Assignment
A faithful copy of the data below is required, leaving out every picture.

(Point localization data)
[Start of Attachment]

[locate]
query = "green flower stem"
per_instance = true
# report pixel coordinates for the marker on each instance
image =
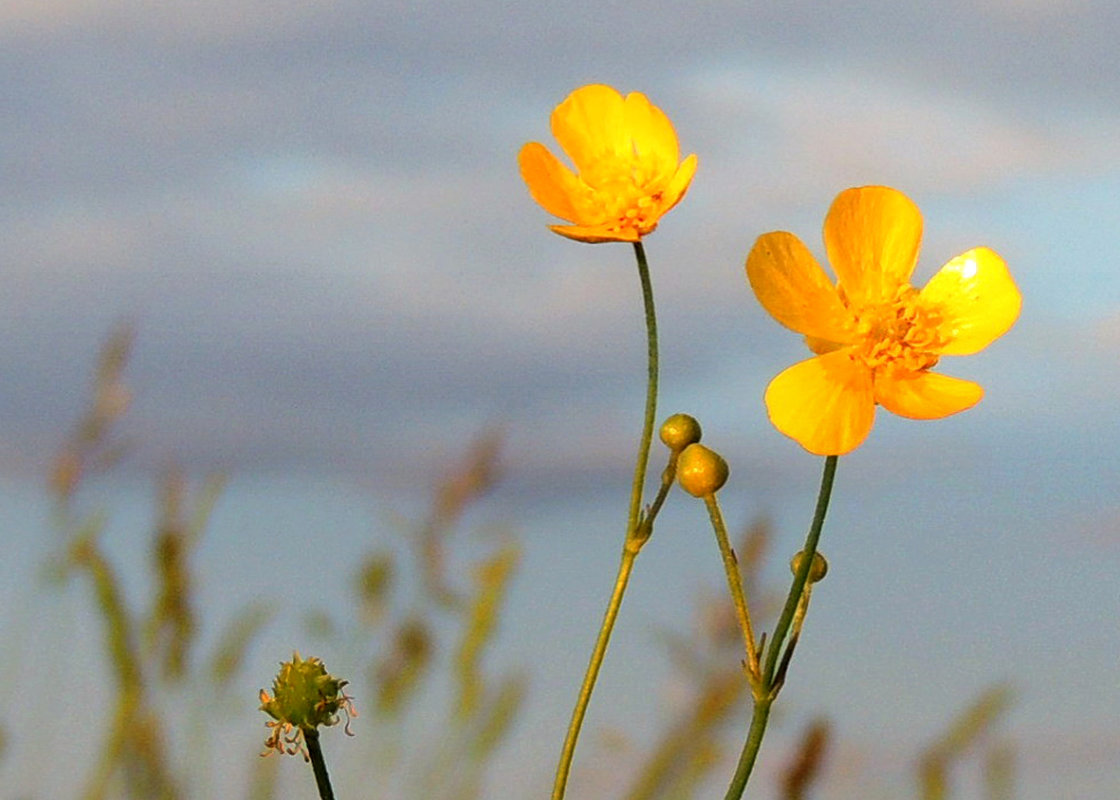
(651, 392)
(637, 531)
(735, 585)
(806, 563)
(768, 686)
(668, 476)
(318, 765)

[End of Attachment]

Output for this exercise
[locate]
query = "green flower stem"
per_instance = true
# report pixel coordinates for the marker on each instance
image =
(651, 392)
(637, 531)
(735, 585)
(806, 563)
(768, 686)
(668, 476)
(318, 765)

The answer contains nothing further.